(Your instructions) All lines in the records that carry the string "below" are to be shown.

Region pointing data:

○ ○ ○

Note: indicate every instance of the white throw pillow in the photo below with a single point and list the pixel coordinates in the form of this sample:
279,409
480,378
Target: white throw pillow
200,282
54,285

○ ○ ○

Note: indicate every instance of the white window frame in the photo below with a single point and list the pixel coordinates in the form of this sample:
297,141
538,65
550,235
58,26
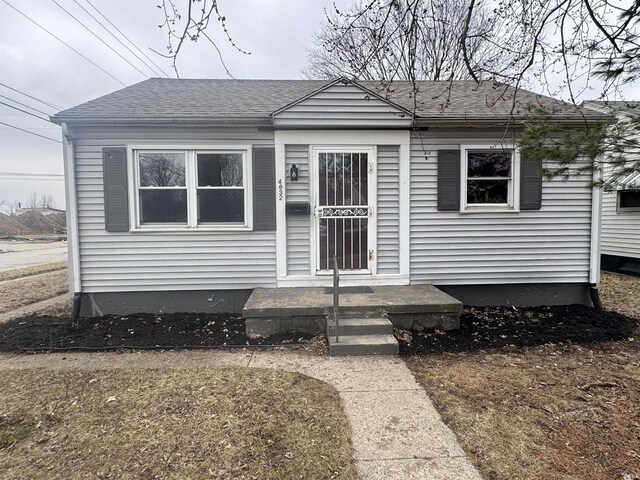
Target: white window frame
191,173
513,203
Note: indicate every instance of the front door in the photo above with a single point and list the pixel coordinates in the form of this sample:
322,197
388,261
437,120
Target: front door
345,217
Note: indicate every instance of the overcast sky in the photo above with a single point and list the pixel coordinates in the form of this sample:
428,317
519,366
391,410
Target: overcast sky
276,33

○ ○ ○

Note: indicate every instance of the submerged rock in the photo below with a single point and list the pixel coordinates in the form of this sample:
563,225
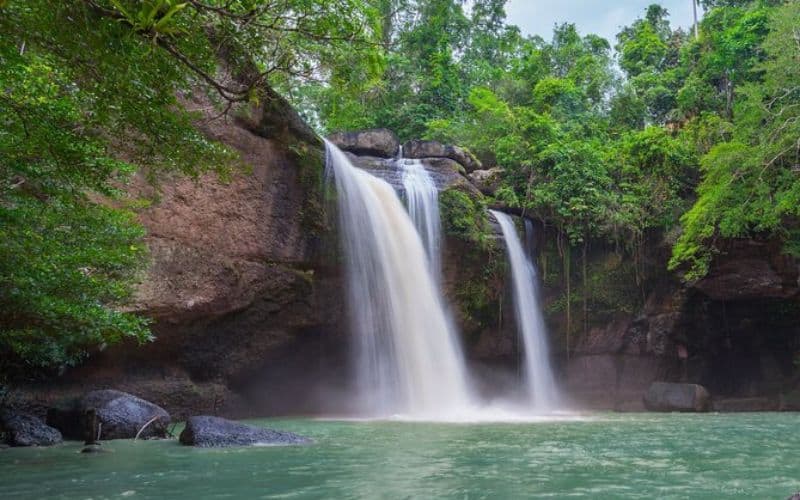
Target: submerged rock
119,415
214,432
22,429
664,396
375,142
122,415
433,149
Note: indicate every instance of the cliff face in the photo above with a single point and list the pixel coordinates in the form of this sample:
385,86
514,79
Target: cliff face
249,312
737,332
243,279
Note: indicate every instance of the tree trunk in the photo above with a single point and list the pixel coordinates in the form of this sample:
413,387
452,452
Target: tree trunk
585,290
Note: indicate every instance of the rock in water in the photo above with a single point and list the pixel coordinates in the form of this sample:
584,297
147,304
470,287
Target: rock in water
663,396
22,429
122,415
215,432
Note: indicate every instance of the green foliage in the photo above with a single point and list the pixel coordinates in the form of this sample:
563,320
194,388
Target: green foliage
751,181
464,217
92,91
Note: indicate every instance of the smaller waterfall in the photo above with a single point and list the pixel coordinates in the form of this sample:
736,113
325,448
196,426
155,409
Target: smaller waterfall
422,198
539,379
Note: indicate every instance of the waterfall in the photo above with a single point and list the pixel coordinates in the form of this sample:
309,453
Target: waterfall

○ ○ ○

(Exercise solution)
Note: indicate every instance of the white throw pillow in the photo below with a single point and list the pixel coordinates in the form of this sample:
Note: indicate every instance of the white window frame in the photo below with a single point and list the pixel coordinates in the form of this sample:
Note: indicate every instance of the submerged rock in the photo below with a single point and list the pixel coordinates in the form of this sample:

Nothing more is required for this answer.